**Text segment:**
------------------------------------------------------------

Google Scholar, the free search engine for scholarly literature, turns ten years old on November 18. By 'crawling' over the text of millions of academic papers, including those behind publishers' paywalls, it has transformed the way that researchers consult the literature online. In a Nature survey this year, some 60% of scientists said that they use the service regularly. Nature spoke with Anurag Acharya, who co-created the service and still runs it, about Google Scholar's history and what he sees for its future.
How do you know what literature to index?
'Scholarly' is what everybody else in the scholarly field considers scholarly. It sounds like a recursive definition but it does settle down. We crawl the whole web, and for a new blog, for example, you see what the connections are to the rest of scholarship that you already know about. If many people cite it, or if it cites many people, it is probably scholarly. There is no one magic formula: you bring evidence to bear from many features.
Where did the idea for Google Scholar come from?

------------------------------------------------------------

**Data segment:**
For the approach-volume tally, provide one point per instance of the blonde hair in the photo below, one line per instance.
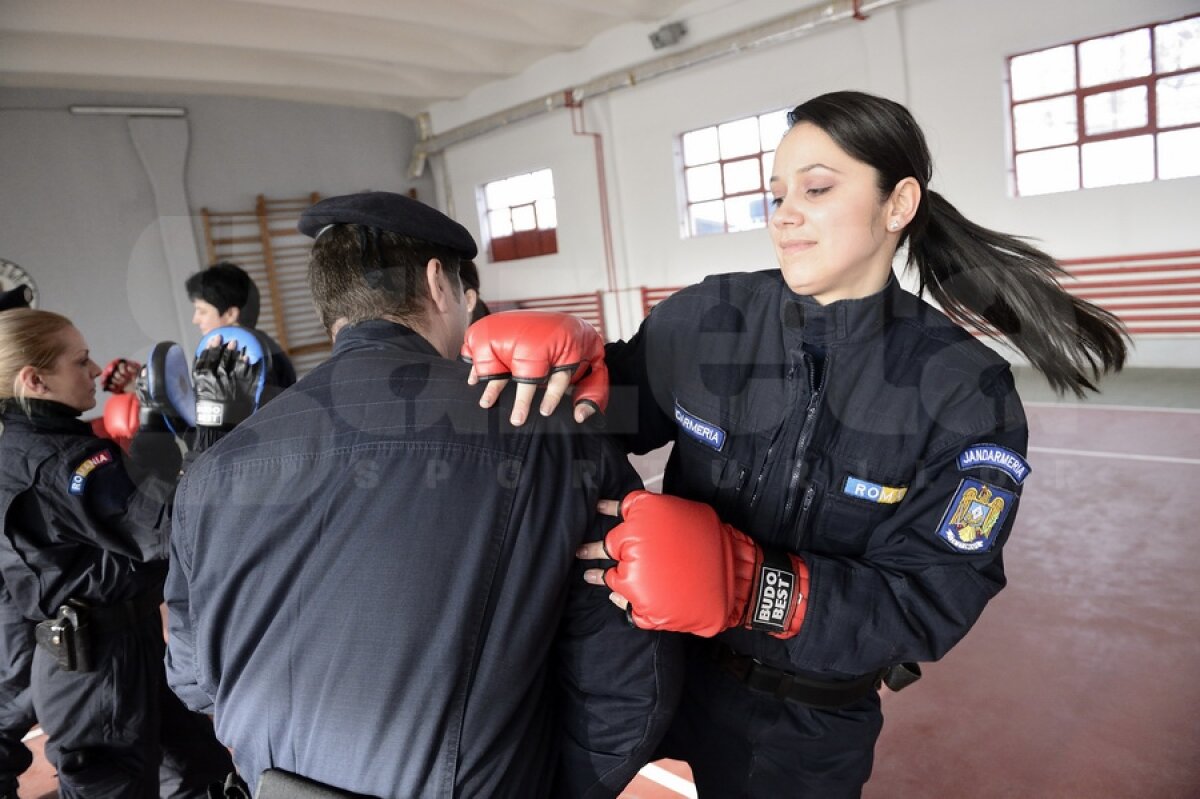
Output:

------------------------------------------------------------

**Request A:**
Decide whether each statement agrees with the Google Scholar text above, answering yes or no and quoting the words of the text that settle it: (i) Google Scholar reaches its tenth birthday on November 18; (ii) Google Scholar crawls only papers that are freely available; (iii) a single formula decides whether something counts as scholarly.
**Request B:**
Copy word for word the stretch of the Google Scholar text that begins with the words containing "Google Scholar, the" and ends with "literature to index?".

**Complete answer A:**
(i) Yes: "turns ten years old on November 18"
(ii) No: "including those behind publishers' paywalls"
(iii) No: "There is no one magic formula"

**Complete answer B:**
Google Scholar, the free search engine for scholarly literature, turns ten years old on November 18. By 'crawling' over the text of millions of academic papers, including those behind publishers' paywalls, it has transformed the way that researchers consult the literature online. In a Nature survey this year, some 60% of scientists said that they use the service regularly. Nature spoke with Anurag Acharya, who co-created the service and still runs it, about Google Scholar's history and what he sees for its future.
How do you know what literature to index?